In every one of the records, switch "one dot per instance" to "one point per instance" and leave all other words unchanged.

* * *

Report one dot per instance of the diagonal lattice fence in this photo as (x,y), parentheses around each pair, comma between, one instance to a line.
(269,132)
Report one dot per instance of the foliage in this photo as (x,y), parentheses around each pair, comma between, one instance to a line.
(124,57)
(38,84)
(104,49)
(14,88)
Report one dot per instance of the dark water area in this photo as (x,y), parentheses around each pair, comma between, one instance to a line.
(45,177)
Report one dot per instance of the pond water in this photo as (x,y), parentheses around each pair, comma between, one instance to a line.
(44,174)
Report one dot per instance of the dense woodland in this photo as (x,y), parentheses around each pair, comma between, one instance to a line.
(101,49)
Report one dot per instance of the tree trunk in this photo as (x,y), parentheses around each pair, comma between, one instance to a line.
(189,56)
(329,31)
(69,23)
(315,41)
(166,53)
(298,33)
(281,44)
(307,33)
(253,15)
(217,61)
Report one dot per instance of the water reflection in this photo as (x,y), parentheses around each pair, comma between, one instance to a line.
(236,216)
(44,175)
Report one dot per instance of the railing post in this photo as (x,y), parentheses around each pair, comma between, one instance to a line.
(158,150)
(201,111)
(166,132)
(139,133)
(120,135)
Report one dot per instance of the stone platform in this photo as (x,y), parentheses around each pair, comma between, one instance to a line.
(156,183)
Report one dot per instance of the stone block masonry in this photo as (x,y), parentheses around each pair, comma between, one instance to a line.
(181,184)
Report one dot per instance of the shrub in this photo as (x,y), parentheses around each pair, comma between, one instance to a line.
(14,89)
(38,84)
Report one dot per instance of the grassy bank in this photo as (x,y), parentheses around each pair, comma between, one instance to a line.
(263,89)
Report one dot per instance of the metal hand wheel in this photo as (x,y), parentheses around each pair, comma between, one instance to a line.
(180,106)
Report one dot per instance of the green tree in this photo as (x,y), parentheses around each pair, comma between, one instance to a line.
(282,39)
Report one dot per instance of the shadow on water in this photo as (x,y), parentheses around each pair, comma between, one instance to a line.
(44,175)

* * *

Answer to the exercise:
Report one point per instance of the diagonal lattice fence in this photo as (x,y), parentheses around each pair, comma between, one instance to a line.
(269,132)
Report one point per instance of the foliage in this photo as (x,y), parentheses around each pair, comma between, one instance to a line.
(124,57)
(38,84)
(104,49)
(14,88)
Report one point per instance of the dark water area in this photo as (x,y), parentheses around each pair, comma between, one instance to a line.
(45,177)
Report one point per instance of the pond water in this photo as (x,y), parentheses around each pair, comma between, one instance to a line.
(44,174)
Report one point per instance of the dense woodland in this photo as (x,y), parentheses around each pair, comma between, one instance to a line.
(101,49)
Report one point per instance of the tree trunk in this photo as (x,y), parentheses around each pair, comma between, one instance to a line.
(189,56)
(329,31)
(69,23)
(315,41)
(166,53)
(298,33)
(281,44)
(307,33)
(253,15)
(217,61)
Report one point per instance of the water reflection in this photo as (x,y), parentheses around each pair, comma between, one instance to a line.
(236,216)
(44,175)
Report one point per instance of the railing post in this photo as (x,y), parentheses around each pair, comma between, one instance to a line.
(158,150)
(201,111)
(166,132)
(139,133)
(120,135)
Report one point per instance of the stone platform in this photo as (x,y), parentheses around each pair, comma between, one instance to a line.
(156,183)
Report one point per instance of the stone block masonry in this photo as (x,y), parentheses around each pair, comma between, one instance to a line.
(181,184)
Report one point per instance of the shrub in this photo as (x,y), parentheses around each pair, comma between, one instance to a line.
(14,89)
(38,84)
Report one point per instance of the grassy bank in this photo as (x,y), parentheses around each pair, comma between, one instance to a line.
(263,89)
Report one point per instance of the metal hand wheel in this photo as (x,y), parentheses around each pair, comma between, one instance to a line.
(180,106)
Report one point per instance of the green tree in this photo as (x,y), parentheses around each pair, comma between, one instance to a line.
(282,39)
Report one point per instance of the shadow on water in this photo as (x,y), parentheses around each pair, comma between, one instance to a line.
(44,175)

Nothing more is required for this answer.